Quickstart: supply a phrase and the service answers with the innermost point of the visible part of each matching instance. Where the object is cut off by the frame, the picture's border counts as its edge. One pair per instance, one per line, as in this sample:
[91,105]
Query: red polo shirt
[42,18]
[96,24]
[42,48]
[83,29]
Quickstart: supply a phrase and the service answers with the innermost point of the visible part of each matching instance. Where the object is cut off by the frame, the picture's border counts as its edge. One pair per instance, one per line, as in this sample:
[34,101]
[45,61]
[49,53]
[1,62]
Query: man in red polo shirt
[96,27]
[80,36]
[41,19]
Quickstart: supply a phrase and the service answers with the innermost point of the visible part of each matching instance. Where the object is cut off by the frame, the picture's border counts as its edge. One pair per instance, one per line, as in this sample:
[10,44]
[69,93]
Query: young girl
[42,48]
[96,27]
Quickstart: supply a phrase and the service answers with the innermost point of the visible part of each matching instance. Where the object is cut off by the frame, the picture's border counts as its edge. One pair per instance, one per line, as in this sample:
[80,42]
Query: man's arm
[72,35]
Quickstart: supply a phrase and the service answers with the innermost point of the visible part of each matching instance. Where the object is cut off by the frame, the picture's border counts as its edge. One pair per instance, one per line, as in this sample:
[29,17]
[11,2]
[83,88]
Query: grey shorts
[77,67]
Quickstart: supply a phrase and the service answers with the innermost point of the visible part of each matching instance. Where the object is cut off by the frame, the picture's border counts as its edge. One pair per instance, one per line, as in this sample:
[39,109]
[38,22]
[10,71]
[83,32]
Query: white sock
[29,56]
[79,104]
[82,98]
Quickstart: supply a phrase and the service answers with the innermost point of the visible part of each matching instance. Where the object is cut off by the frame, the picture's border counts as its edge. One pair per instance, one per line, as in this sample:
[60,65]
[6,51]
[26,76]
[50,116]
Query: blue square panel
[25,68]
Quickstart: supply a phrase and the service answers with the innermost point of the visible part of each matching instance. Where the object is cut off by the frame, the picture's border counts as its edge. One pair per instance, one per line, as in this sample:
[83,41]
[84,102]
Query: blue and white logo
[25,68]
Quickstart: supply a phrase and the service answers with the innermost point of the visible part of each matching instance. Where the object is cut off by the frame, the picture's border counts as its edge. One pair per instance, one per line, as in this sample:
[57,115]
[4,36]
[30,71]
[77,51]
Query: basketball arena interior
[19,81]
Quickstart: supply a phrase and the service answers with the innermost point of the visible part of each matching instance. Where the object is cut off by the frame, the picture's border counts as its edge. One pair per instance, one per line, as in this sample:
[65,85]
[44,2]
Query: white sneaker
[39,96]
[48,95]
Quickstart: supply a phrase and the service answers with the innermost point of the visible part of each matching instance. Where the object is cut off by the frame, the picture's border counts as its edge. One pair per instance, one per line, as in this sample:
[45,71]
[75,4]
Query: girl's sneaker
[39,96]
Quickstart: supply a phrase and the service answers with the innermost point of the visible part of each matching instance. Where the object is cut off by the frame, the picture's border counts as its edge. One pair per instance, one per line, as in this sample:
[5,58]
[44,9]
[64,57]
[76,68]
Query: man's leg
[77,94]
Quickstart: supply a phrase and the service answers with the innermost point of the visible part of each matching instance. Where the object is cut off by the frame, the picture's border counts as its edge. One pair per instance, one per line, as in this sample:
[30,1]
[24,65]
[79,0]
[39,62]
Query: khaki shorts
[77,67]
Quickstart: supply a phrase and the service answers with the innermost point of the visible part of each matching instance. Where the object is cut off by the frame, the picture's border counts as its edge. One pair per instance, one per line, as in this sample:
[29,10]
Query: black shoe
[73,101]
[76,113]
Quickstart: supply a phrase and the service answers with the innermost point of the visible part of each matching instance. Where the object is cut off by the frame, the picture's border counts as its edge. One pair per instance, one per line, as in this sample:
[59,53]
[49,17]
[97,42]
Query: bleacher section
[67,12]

--

WHAT YOU WILL DO -
Set every line of the listing down word for word.

WRITTEN ANSWER -
Quickstart: supply a phrase and the service answers with the innermost point of the visible part of each matching instance. Where the object is cut off by the frame, the picture's border counts as its edge. One pair per instance, one per line, as in this sample:
[91,105]
Query: red polo shirt
[42,18]
[96,24]
[42,48]
[83,29]
Quickstart: supply a phrase and the service answers with the innermost point of the visible part of each matching instance. Where the object is cut off by the frame, the picture's border counts as its edge. One pair per instance, one per line, as in this sample:
[34,101]
[45,61]
[49,53]
[1,62]
Query: man in red polo shirt
[96,27]
[80,36]
[41,19]
Quickstart: supply a phrase and the service answers with the innermost point of the visible part of each matching instance. Where the object is cut off by the frame, the picture's border counts as its edge. One pair per instance, one per line, as in this sample:
[10,44]
[69,93]
Query: young girl
[42,48]
[96,27]
Quickstart: supply a phrase and the service answers with the innermost point of the visible part of each matching instance. Where the object is cut off by the frame, the picture's border counts as its edge. One pair per instance, one per line, as in this sample:
[80,42]
Query: man's arm
[72,35]
Quickstart: supply a phrase and the service answers with the innermost point of the visible part of each matching instance. Where the object is cut off by the frame, the picture's border counts as its edge. One pair per instance, one per line, as in this sample:
[29,17]
[11,2]
[83,88]
Query: grey shorts
[77,67]
Quickstart: supply a phrase and the service answers with the innermost point of the visible part of each matching instance. Where the object is cut off by the frame, the picture's border counts as its edge. One pair per instance, one per line, as in this sample:
[39,109]
[38,22]
[10,71]
[83,32]
Query: white sock
[29,56]
[79,104]
[82,98]
Quickstart: supply a phrase and the service answers with the innermost point of the visible part of each matching instance. Where the object is cut off by the frame, the picture's border counts as its edge. One pair per instance, one per line, as in this sample:
[60,65]
[6,51]
[26,76]
[50,116]
Query: blue square panel
[25,68]
Quickstart: supply a phrase and the service answers with the innermost point of the visible part of each matching instance. Where the object is cut off by the frame, the picture's border counts as its edge. One pair per instance, one per line, as in this sample:
[83,41]
[84,102]
Query: blue and white logo
[25,68]
Quickstart: supply a phrase and the service answers with the innermost point of the visible part of each matching instance. Where the object is cut off by the frame, the picture's border counts as its edge. One pair per instance, one per line, as in this sample:
[57,115]
[4,36]
[30,71]
[77,51]
Query: basketball arena interior
[19,81]
Quickstart: supply a phrase and the service answers with the innermost point of the visible part of each matching instance. Where the object is cut off by the frame, the picture's border counts as its edge. One pair per instance, one per line, as in this sample:
[65,85]
[44,2]
Query: white sneaker
[39,96]
[48,95]
Quickstart: supply a phrase and the service answers with the innermost point of the visible part of each matching instance. Where the object is cut off by the frame, the picture's border counts as its edge. One pair per instance, one per line, as in this sample:
[45,71]
[75,4]
Query: girl's sneaker
[39,96]
Quickstart: supply a phrase and the service answers with the innermost point of the visible part of each matching instance. Where the object is cut off by the frame, the picture's border counts as its edge. One pair per instance, one per line, as in this sample:
[5,58]
[44,9]
[64,57]
[76,68]
Query: man's leg
[77,94]
Quickstart: supply a phrase and the service answers with the innermost point of the visible part of each matching instance. Where the object is cut off by the frame, the picture's border counts as its edge. One pair per instance, one per line, as in this sample:
[30,1]
[24,65]
[79,0]
[39,62]
Query: khaki shorts
[77,67]
Quickstart: supply a phrase and the service answers with the innermost point of the visible part of each matching instance. Where the object is cut off by the frame, the picture's border counts as its edge. One pair per instance, one per line, as in this sample:
[29,10]
Query: black shoe
[73,101]
[76,113]
Quickstart: supply a phrase and the service answers with the innermost point of the visible part of each matching instance. Where the object is cut off by the frame, the picture's border counts as its edge. One pair per instance, one per line, as in this sample:
[59,53]
[49,17]
[97,42]
Query: bleacher section
[67,12]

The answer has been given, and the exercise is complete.